Problem set:
• a. In the passage on behavioral science in advertising, by how much did UK advertising expenditure grow last year, and to what total?
• b. Resume the passage on behavioral science in advertising, picking up right after its final sentence.

══ Source extract ══

Says Shotton: “Over the last few years I’ve conducted dozens of experiments and worked with many brands and shown time and time again that the application of behavioural science improves effectiveness. I want more brands to benefit from the application of behavioural science to solve their problems. This book should help do that as it provides simple, practical advice for marketers to apply the latest thinking to their brands.”

Companies spend billions of pounds on advertising in the UK each year trying to change the decisions of shoppers: to get them to buy their brand rather than a competitor or to pay a premium versus an incentive.

According to the Advertising Association/WARC Expenditure Report, UK advertising expenditure grew at its highest rate since 2010 last year, increasing by 7.5% to £20.1bn, however, much of that money is wasted. Many marketing plans are based on how companies would like consumers to behave rather than how they really do.

═══
══ Records supplied ══

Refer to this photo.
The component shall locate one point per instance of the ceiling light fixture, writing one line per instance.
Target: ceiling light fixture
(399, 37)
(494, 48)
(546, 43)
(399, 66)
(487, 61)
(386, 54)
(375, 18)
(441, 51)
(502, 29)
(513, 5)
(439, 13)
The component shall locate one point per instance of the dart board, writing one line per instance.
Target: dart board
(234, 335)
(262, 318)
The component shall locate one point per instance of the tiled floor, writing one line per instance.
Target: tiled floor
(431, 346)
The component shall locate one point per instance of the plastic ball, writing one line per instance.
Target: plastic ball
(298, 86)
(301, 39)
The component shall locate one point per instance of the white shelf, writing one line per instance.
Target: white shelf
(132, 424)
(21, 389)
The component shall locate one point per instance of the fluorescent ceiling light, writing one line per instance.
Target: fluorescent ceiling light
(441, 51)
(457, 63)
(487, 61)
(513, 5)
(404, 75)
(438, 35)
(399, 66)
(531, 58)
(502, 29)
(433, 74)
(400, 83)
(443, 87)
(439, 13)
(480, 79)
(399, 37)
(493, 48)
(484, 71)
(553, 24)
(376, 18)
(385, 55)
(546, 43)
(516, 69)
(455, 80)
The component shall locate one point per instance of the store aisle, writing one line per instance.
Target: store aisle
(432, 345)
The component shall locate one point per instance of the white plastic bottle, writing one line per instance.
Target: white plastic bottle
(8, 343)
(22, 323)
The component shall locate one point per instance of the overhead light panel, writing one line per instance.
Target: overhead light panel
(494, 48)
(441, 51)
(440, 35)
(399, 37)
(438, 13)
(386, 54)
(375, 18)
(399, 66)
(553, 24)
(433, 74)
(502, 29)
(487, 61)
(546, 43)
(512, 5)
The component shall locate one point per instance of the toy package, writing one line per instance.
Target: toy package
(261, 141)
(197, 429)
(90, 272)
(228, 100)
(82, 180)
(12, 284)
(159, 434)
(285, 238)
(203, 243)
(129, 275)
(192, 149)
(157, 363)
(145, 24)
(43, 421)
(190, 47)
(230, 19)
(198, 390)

═══

Results for each task:
• a. It grew by 7.5%, to £20.1bn.

• b.
Behavioural science helps solve that problem. It’s the study of how humans actually make decisions, rather than how we imagine they do.

Shotton is deputy head of evidence at Manning Gottlieb OMD, the most awarded media agency in the history of the IPA Effectiveness awards. He started his career as a media planner 17 years ago, working on accounts such as Coke, 118 118 and, before moving into research. Richard is interested in how findings from behavioural science can be applied to advertising. He writes about the behavioural experiments he runs for titles such as Marketing Week, Quartz, Campaign, WARC, Admap and Mediatel. He tweets about the latest social psychology findings from the handle @rshotton.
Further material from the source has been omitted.